### Textauszug
Von John Duke of Lancaster

Verbrechen an Deutschen werden in der alternativen Presse in jüngster Zeit zurecht thematisiert. Sowohl die Klardenken-Produktion ‚Der runde Tisch‚ als auch das Compact-Magazin aus Berlin widmeten jüngst diesem Thema komplette Sendungen beziehungsweise Ausgaben. Hier standen vor allem die Vertreibungen durch die Polen und das Gefangenenlager der Amerikaner in den Rheinwiesen im Fokus.

Die Vertrreibung der Deutschen aus Ostpreußen hatte mehr Aspekte als den Untergang der ‚Wilhelm Gustloff‘
Viele verbinden die Vertreibung der Deutschen aus Ostpreußen mit der Flucht über das zugefrorene Königsberger Haff oder den Untergang des Flüchtlingsschiffs ‚Wilhelm Gustloff‘.
Am 30. Januar 1945 versenkte ein sowjetisches Torpedo das Flüchtlingsschiff. Durch den Einbruch im nicht ganz zugefrorenen Haff und durch Entbehrung, Kälte und Hunger schätzt man die Zahl der Toten dieser Flucht auf etwa 50.000 Landsleute. Das Buch ‚Das Wolfsmädchen‘ schildert noch einen anderen Bereich der schrecklichen Ereignisse ostpreußischer Geschichte

‚Das Wolfsmädchen – Flucht aus dem Königsberger Hungerwinter 1946‘
Ursula Buttgereit (heute Ursula Dorn) wurde am 19. April 1935 in Königsberg geboren und ist die Protagonistin des Buches von Christian Hardinghaus (erschienen im Europa-Verlag). Das Buch verbindet die persönlich schwierige Mutter-Tochter-Beziehung mit dem Schicksal und der Geschichte der Wolfskinder in Ostpreußen, insbesondere Königsberg. Bis 1945 war Königsberg vom Kriegsgeschehen relativ verschont geblieben. Mit der Einnahme durch die Rote Armee vom 06. bis 09. April 1945 und zahlreichen Toten sowie dem Ende des Krieges begann für die Königsberger eine noch entsetzlichere Zeit mit Vergewaltigungen, erzwungenen Todesmärschen und schrecklichen Hunger. Das Buch ist nichts für Zartbesaitete und es werden drastische Dinge bis zum Kannibalismus geschildert.

### Aufgabe
Führen Sie den Text über die Vertreibung aus Ostpreußen und das Buch ‚Das Wolfsmädchen‘ im Anschluss an seinen letzten Satz fort.

(Einträge zur Ortsbestimmung)
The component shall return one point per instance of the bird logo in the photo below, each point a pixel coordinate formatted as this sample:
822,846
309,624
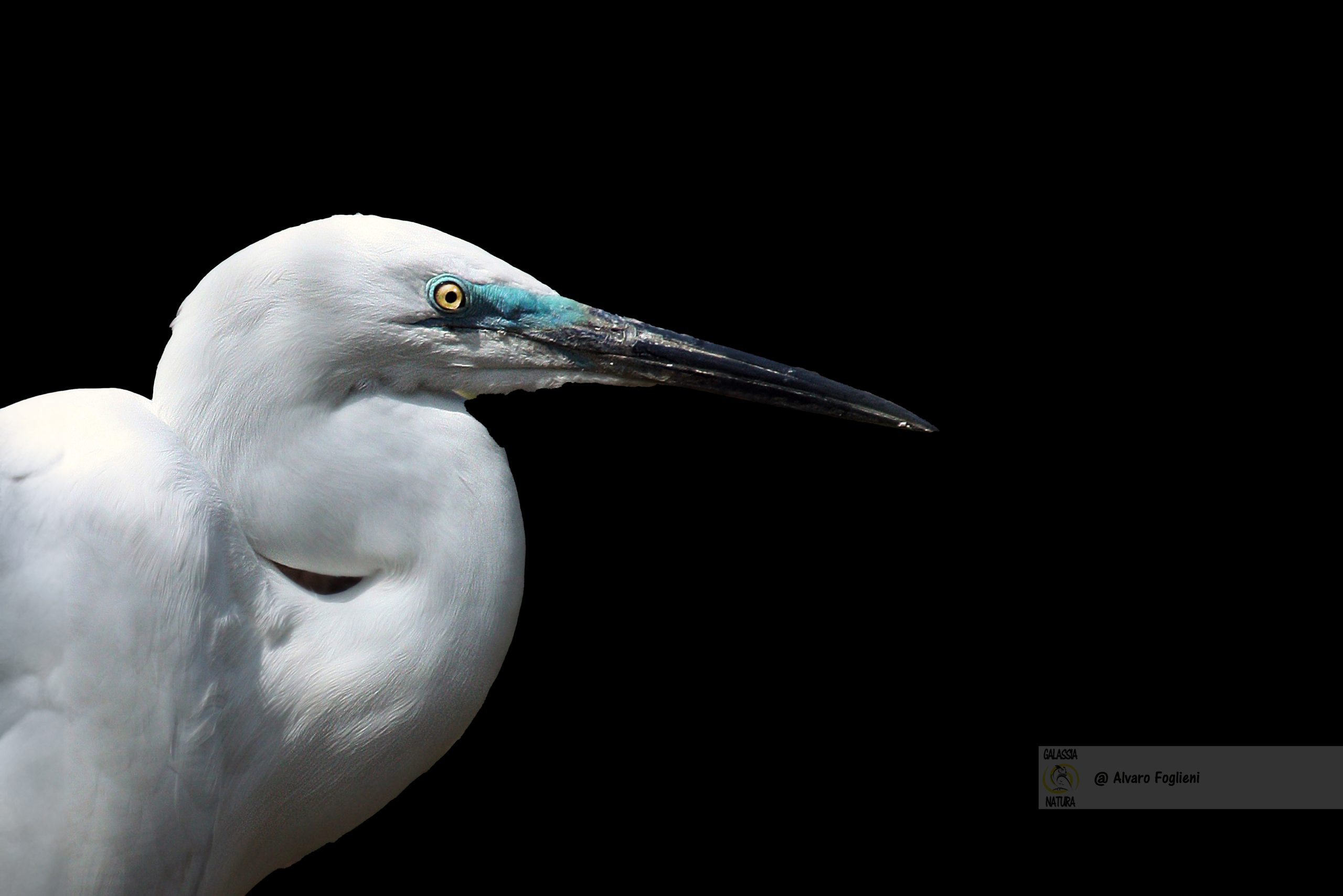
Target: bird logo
1061,780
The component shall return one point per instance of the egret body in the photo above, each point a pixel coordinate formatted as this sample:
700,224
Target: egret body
241,617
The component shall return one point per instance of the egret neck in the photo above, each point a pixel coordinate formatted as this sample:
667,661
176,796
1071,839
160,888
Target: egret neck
359,691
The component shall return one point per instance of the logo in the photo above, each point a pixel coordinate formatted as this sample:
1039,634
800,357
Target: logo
1061,778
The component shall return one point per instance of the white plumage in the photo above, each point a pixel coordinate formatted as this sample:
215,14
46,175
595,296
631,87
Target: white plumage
178,711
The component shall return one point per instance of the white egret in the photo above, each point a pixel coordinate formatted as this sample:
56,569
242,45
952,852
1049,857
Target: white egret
238,618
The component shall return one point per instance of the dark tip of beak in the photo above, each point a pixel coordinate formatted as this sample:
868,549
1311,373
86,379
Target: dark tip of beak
651,354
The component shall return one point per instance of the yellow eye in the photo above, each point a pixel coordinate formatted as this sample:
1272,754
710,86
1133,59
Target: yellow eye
449,297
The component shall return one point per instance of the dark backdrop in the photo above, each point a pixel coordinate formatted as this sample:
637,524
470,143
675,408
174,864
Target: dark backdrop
715,657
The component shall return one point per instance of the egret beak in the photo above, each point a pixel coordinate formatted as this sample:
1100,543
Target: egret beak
636,351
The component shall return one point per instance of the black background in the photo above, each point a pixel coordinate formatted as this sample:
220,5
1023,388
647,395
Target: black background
722,602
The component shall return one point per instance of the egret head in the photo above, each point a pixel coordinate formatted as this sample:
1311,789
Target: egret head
363,303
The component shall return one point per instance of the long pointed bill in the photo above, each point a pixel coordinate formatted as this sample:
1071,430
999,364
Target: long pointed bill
637,351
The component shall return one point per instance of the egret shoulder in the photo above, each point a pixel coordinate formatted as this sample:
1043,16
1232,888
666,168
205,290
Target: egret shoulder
121,575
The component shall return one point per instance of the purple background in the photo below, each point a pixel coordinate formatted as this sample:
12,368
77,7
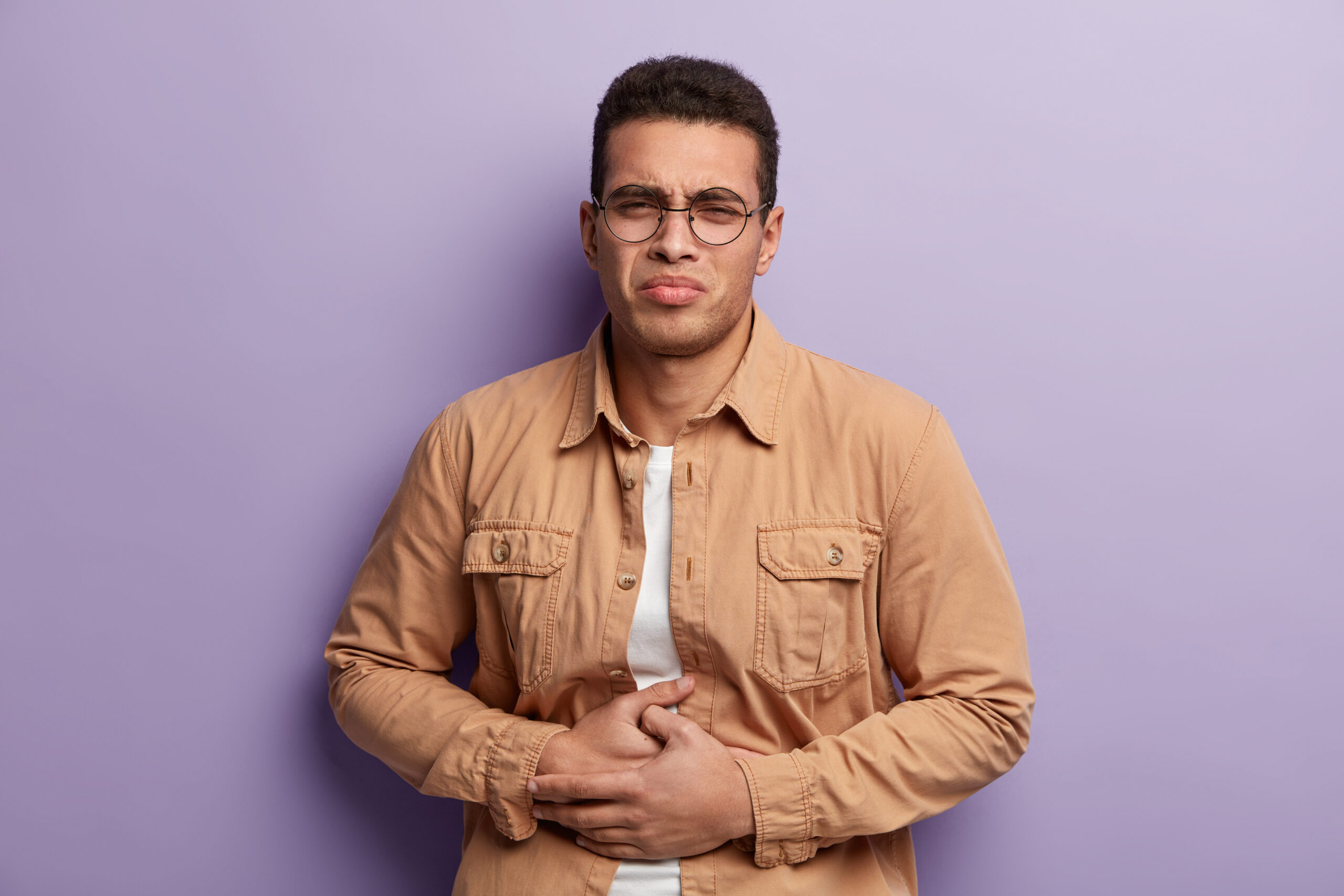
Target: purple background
249,249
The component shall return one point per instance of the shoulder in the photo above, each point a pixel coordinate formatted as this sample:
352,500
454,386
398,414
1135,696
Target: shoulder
530,406
842,395
536,392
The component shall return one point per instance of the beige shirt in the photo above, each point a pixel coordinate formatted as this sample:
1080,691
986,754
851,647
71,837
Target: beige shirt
826,534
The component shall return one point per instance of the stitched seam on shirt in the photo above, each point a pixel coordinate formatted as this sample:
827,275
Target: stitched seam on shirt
490,773
760,817
448,460
915,464
807,797
704,582
779,398
568,440
611,597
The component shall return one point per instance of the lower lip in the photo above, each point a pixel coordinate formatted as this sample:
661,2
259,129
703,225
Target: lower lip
673,294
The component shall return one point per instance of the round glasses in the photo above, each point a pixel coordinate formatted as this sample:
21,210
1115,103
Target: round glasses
717,215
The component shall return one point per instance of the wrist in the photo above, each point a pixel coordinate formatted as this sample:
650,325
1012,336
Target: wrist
743,820
554,758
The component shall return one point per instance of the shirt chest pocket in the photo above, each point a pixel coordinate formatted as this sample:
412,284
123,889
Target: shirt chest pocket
521,565
810,601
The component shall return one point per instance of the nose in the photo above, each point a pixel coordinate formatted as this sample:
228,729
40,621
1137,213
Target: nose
674,241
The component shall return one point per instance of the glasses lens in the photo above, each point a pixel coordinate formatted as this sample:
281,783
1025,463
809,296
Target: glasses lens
632,213
718,215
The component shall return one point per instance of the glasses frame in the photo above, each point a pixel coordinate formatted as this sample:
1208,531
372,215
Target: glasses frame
663,212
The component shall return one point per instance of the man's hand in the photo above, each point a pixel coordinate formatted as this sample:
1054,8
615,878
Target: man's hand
609,738
687,801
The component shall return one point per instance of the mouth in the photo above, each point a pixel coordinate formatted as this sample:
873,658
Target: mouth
673,291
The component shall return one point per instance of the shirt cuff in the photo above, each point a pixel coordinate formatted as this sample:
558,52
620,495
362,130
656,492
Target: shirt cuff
781,804
511,762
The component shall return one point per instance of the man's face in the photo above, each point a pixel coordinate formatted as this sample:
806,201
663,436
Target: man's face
673,293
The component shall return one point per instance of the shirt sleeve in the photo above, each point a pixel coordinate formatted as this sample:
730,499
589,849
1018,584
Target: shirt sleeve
392,652
952,630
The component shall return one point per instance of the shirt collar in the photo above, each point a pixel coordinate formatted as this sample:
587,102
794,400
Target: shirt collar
754,393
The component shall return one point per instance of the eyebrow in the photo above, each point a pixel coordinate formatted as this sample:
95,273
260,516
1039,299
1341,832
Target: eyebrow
664,196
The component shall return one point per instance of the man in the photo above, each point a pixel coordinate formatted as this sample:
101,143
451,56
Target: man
692,556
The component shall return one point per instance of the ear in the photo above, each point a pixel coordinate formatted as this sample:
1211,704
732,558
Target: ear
771,239
588,231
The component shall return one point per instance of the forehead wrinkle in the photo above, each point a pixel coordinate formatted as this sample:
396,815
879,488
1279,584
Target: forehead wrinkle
685,193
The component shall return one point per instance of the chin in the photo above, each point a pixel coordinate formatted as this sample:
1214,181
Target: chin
686,333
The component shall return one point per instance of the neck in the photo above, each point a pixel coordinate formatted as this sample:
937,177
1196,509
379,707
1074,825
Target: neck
658,394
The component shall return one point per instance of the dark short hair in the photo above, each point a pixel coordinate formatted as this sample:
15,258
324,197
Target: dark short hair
695,92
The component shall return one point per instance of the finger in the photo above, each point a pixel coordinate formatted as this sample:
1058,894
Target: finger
664,724
606,835
663,693
585,816
742,753
615,851
608,785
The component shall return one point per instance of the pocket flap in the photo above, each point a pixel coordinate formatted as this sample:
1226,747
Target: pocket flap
817,549
515,547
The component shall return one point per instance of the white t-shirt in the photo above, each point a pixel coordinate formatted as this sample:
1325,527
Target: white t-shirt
651,652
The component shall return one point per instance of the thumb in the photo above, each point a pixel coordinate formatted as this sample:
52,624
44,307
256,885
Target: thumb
666,693
659,722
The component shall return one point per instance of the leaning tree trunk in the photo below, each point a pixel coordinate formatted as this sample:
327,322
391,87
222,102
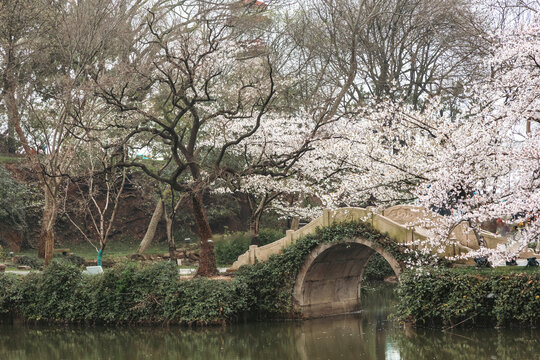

### Ergebnis
Das ‚Gelobte Land‘
Durch einen Zufall gelangte Ursula schließlich nach Litauen. Obwohl sie selbst eine litauische Großmutter hatte (was sie erst in den 90erJahren begriff), war ihr nicht bewußt, dass in der unmittelbaren Nähe Ostpreußens, das Land mit der eigenen nicht-deutschen und auch nicht-slawischen Kultur existierte. Durch Mund zu Mund-Propaganda wurde Litauen für die hungernden Königsberger das ‚gelobte Land‘ und die gastfreundlichen Einwohner des kleinen katholischen Landes haben den deutschen Kindern, zum Teil auch Frauen, geholfen, so weit sie es konnten. Kinder wurden sogar adoptiert und manche, die bis 1948 nicht in die DDR transferiert wurden, vergaßen ihre deutschen Wurzeln. Ursula hat ihre litauische Gastfamilie verlassen, bleibt aber bis heute dem baltischen Volk voller Dankbarkeit verbunden.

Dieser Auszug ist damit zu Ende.